● TASK INSTRUCTIONS:
Count the lines in the material below that contain the string "white", and give only that number.

● RECORDS SUPPLIED:
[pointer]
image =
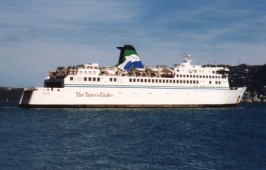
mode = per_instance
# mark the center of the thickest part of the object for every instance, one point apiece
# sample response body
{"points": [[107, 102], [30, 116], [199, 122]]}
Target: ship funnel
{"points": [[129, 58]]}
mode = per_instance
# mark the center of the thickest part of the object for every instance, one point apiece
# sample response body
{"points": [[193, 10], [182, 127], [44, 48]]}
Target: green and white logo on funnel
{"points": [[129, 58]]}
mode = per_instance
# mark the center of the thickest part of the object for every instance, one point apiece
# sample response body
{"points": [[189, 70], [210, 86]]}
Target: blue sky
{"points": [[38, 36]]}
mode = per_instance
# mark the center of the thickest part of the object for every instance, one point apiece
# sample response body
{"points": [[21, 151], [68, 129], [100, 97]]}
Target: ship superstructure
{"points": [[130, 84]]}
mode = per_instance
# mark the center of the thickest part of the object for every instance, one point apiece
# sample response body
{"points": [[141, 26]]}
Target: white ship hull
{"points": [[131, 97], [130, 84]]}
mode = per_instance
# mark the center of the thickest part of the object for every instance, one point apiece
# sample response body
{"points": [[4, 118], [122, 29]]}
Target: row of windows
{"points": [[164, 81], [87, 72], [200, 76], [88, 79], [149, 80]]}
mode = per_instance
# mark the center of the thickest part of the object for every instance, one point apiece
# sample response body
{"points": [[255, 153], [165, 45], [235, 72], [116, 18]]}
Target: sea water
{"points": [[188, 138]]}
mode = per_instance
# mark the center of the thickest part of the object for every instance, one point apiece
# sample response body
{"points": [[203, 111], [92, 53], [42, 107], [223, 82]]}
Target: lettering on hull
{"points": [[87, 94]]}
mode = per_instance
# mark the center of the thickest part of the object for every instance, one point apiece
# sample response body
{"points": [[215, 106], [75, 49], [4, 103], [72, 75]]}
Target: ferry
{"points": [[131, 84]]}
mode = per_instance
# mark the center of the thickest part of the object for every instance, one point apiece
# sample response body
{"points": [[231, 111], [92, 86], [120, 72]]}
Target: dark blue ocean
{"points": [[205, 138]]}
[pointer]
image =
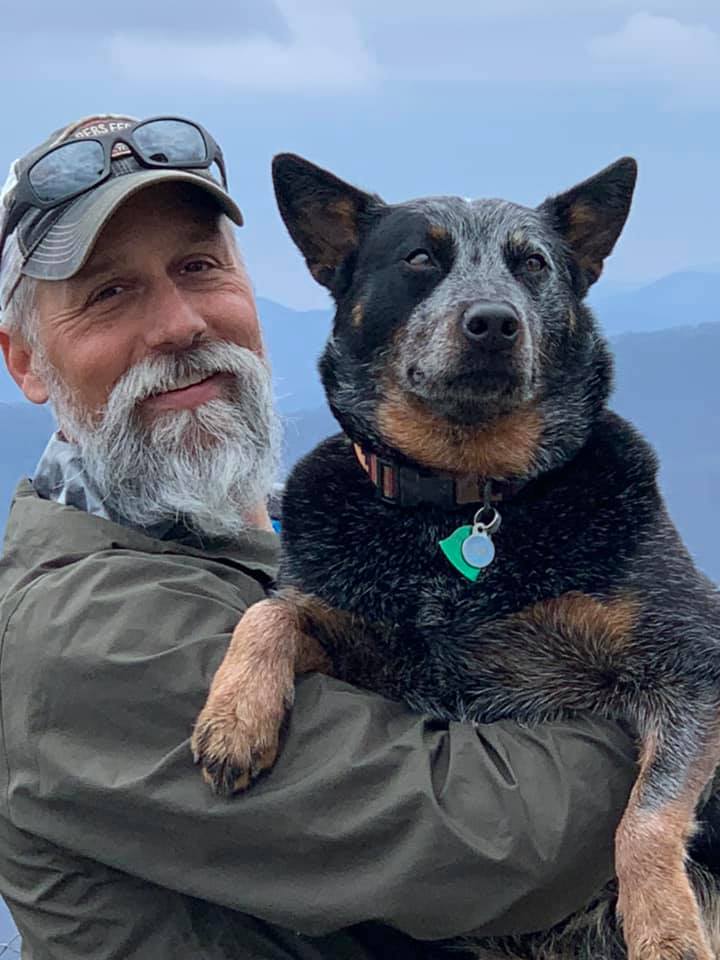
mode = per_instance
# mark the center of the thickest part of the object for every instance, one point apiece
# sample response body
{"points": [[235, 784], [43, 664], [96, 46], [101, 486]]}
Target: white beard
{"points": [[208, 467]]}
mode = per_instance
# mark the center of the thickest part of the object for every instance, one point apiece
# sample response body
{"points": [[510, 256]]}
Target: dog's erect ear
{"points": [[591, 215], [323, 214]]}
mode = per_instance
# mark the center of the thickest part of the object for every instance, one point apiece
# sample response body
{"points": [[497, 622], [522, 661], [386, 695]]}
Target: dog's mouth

● FINAL RESULT:
3